[Object pointing dataset rows]

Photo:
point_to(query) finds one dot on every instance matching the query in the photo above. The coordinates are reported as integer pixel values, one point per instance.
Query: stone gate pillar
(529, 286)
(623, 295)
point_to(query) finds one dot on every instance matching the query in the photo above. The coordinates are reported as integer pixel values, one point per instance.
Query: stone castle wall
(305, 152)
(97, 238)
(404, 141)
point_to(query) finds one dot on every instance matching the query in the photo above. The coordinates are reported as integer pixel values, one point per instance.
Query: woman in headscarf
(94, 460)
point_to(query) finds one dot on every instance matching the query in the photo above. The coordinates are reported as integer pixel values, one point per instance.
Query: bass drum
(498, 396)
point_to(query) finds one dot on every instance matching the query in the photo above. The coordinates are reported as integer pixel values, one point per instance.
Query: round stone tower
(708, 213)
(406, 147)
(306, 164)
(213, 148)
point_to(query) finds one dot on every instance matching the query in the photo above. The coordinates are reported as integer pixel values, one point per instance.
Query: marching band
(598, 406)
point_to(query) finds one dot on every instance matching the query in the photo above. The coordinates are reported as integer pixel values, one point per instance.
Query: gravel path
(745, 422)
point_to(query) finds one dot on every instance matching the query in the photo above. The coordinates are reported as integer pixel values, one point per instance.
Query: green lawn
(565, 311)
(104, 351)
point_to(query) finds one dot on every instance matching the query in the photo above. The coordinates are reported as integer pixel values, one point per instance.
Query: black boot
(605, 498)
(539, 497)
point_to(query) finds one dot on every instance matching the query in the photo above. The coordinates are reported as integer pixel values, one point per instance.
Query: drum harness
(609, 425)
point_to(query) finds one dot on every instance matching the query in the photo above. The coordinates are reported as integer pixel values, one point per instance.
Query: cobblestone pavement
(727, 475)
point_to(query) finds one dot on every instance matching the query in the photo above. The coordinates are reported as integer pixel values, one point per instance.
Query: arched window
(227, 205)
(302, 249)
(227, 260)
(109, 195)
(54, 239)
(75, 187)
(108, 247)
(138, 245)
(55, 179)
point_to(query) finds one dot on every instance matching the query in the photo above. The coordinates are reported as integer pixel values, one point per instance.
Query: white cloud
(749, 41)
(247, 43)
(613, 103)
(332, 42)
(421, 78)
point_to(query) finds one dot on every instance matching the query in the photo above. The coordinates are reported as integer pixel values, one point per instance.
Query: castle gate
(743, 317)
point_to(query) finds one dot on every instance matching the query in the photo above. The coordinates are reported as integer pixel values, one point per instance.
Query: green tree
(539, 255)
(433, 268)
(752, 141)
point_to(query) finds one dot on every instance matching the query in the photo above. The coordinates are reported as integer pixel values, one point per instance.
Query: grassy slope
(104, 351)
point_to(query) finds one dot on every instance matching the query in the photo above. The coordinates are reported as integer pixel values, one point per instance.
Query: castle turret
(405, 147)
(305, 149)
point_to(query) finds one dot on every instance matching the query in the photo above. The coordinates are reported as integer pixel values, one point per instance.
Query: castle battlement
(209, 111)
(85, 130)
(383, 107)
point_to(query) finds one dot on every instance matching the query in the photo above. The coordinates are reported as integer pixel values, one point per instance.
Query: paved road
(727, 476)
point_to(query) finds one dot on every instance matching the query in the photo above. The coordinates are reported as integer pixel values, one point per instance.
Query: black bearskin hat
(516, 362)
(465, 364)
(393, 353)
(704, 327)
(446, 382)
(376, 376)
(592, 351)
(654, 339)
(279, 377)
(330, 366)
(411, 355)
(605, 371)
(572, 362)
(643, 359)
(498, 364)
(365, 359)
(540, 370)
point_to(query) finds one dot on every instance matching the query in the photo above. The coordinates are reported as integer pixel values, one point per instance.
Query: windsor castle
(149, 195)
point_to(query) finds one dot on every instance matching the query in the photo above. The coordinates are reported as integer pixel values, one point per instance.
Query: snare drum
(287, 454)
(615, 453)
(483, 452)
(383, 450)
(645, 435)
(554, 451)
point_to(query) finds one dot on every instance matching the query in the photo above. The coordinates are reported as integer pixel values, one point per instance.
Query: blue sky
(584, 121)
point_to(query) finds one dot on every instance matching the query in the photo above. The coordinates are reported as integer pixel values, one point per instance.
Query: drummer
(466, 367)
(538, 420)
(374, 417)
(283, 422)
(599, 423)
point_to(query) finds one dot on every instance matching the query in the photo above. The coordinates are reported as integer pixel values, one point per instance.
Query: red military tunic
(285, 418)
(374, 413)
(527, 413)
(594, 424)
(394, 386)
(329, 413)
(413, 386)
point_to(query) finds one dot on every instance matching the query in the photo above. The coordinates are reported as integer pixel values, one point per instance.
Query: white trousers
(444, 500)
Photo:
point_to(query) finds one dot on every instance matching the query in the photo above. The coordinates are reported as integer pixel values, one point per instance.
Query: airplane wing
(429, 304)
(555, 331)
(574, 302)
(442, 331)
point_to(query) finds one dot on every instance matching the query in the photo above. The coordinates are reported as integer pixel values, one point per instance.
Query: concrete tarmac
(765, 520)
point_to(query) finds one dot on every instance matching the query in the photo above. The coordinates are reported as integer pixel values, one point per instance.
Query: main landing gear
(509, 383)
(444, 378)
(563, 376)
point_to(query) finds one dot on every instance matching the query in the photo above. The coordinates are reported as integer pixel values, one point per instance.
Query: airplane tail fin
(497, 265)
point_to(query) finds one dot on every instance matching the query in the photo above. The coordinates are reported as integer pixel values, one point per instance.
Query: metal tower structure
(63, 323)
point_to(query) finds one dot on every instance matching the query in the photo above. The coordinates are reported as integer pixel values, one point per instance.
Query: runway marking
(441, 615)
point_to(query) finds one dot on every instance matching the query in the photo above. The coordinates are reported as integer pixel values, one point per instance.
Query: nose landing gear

> [Task instructions] Copy all of the material word for word.

> [Final answer]
Photo:
point_to(query) finds one dot on every instance matching the query in the photo above. The coordinates are reported as integer pixel values, one point per instance.
Query: stone gate pillar
(529, 286)
(623, 295)
point_to(query) finds one dot on every instance matching the query in the photo above. The coordinates are reported as integer pixel values, one point per instance.
Query: stone castle wall
(305, 152)
(97, 238)
(404, 141)
point_to(query) finds one dot on every instance matching the query in the photo above. The coordinates are reported as integer pixel values, one point per instance.
Query: woman in headscarf
(94, 460)
point_to(query) finds one dot on every instance matching the query in the photo above. The coordinates are reported as integer pixel values, one point per instance.
Query: bass drum
(498, 396)
point_to(query) finds one dot on every instance matching the query in the photo above. The coordinates are reported as integer pixel values, one point per instance.
Query: round stone tower
(708, 213)
(406, 147)
(306, 164)
(213, 148)
point_to(query) finds one dot on every instance matching the query in the photo above. The coordinates are reported as integer pixel values, one point per instance.
Query: marching band
(598, 406)
point_to(query) finds one dot on every instance matching the query in the photo above. The coordinates are reported as integer pixel values, one point per instance.
Query: gravel path
(745, 422)
point_to(query) finds one dot on every instance matching the query in the photo above. The coordinates are reported as integer pixel values, one point per instance.
Query: green lawn
(565, 311)
(104, 351)
point_to(query) finds one dot on every instance matching the query in the photo above. The coordinates are reported as integer pixel values, one point per instance.
Query: black boot
(605, 498)
(539, 497)
point_to(query) finds one dot on every instance matching the query in the photo above. The coordinates are reported as integer pixel values, one point per instance.
Query: drum harness
(609, 425)
point_to(query) finds one dot on every instance matching the query in the photo above. The coordinates are reported as integer pixel values, one point per instance.
Query: cobblestone pavement
(727, 475)
point_to(query) finds one dot on every instance matching the query in the photo above. The coordinates are reported as integer pixel values, one point per instance.
Query: arched window
(227, 205)
(302, 249)
(227, 260)
(109, 195)
(54, 239)
(75, 187)
(108, 247)
(138, 245)
(55, 179)
point_to(query) finds one dot on every instance matching the query in the photo above. The coordinates are reported as integer pixel values, one point per instance.
Query: white cloud
(749, 41)
(247, 43)
(613, 103)
(332, 42)
(421, 78)
point_to(query) finds one dot on every instance matching the query in the photo above. The coordinates are reported as integer pixel values, one point per instance.
Query: castle gate
(743, 317)
point_to(query) finds one dot on every instance matching the query in the photo above. The coordinates are reported as integer pixel values, one point per instance.
Query: green tree
(539, 255)
(433, 268)
(752, 141)
point_to(query) finds one dot on every instance matching the query in the photo above. The coordinates are reported as integer pixel values, one point per instance.
Query: grassy slope
(104, 351)
point_to(query) finds one dot on every instance matching the query in the photo above. The coordinates are reported as integer pixel values, one point per instance.
Query: castle turret
(405, 147)
(305, 149)
point_to(query) finds one dot on every instance matching the query in the photo above. The coordinates are reported as integer pixel values, one point per instance.
Query: castle battlement
(209, 111)
(85, 130)
(383, 107)
point_to(query) finds one dot on every instance matching the query in the photo above. The coordinates are reported as integer pixel values, one point per instance.
Query: paved road
(727, 476)
point_to(query) finds one dot on every instance matching the query in the photo above. The coordinates are reported as integer pixel values, one point per instance.
Query: black bearskin hat
(516, 362)
(465, 364)
(393, 353)
(704, 327)
(446, 382)
(376, 376)
(592, 351)
(654, 339)
(279, 377)
(330, 366)
(411, 355)
(605, 371)
(572, 362)
(643, 359)
(498, 364)
(365, 359)
(540, 370)
point_to(query) finds one dot on every instance matching the query in the photo above. The coordinates are reported as integer pixel values, one point per instance.
Query: windsor castle
(149, 195)
point_to(query) finds one dot on every instance matching the query in the photo above. The coordinates are reported as integer pixel values, one point per instance.
Query: snare drum
(287, 454)
(615, 453)
(483, 452)
(383, 450)
(645, 435)
(554, 451)
point_to(query) finds one dot on every instance matching the query in the photo above. The coordinates are reported as integer pixel values, one point per instance.
Query: blue sky
(584, 121)
point_to(query) finds one dot on every instance matching the query in the photo above. The coordinates are reported as integer pixel values, one point per instance.
Query: drummer
(466, 367)
(538, 420)
(374, 417)
(283, 422)
(599, 423)
point_to(query) finds one dot on every instance matching the query in the photo above. The coordinates are reported as integer pixel values, one point per instance.
Query: red military tunic
(285, 418)
(374, 413)
(527, 413)
(594, 424)
(394, 386)
(329, 413)
(413, 386)
point_to(query) finds one dot on every instance matching the query in the photo above. The coordinates are reported as integer pixel values, one point per instance.
Query: white trousers
(444, 500)
Photo:
point_to(query) finds one dot on every instance matching the query in the photo above. The coordinates are reported as integer pixel values, one point per instance.
Query: airplane wing
(429, 304)
(555, 331)
(574, 302)
(442, 331)
point_to(query) finds one dot on every instance matching the query in the photo above. The coordinates are reported as integer pixel values, one point per instance.
Query: concrete tarmac
(765, 520)
point_to(query) finds one dot on every instance matching the query in the photo above. The coordinates are reported as integer pixel values, one point per instance.
Query: main landing gear
(509, 383)
(444, 378)
(563, 376)
point_to(query) finds one dot on every instance matching the query in the photo above. The coordinates are reported as integer pixel values, one point per instance.
Query: airplane tail fin
(497, 265)
point_to(query) finds one dot on every instance matching the query in the photo above. The coordinates are reported as integer pixel values, one point per instance.
Query: metal tower structure
(63, 323)
point_to(query) finds one dot on every instance matching the query in the photo above. The coordinates are reported as integer pixel values, one point per instance.
Query: runway marking
(441, 615)
point_to(query) finds one dot on every instance matching the query in the photo above. The coordinates are reported as integer pixel values, one point per instance.
Query: nose landing gear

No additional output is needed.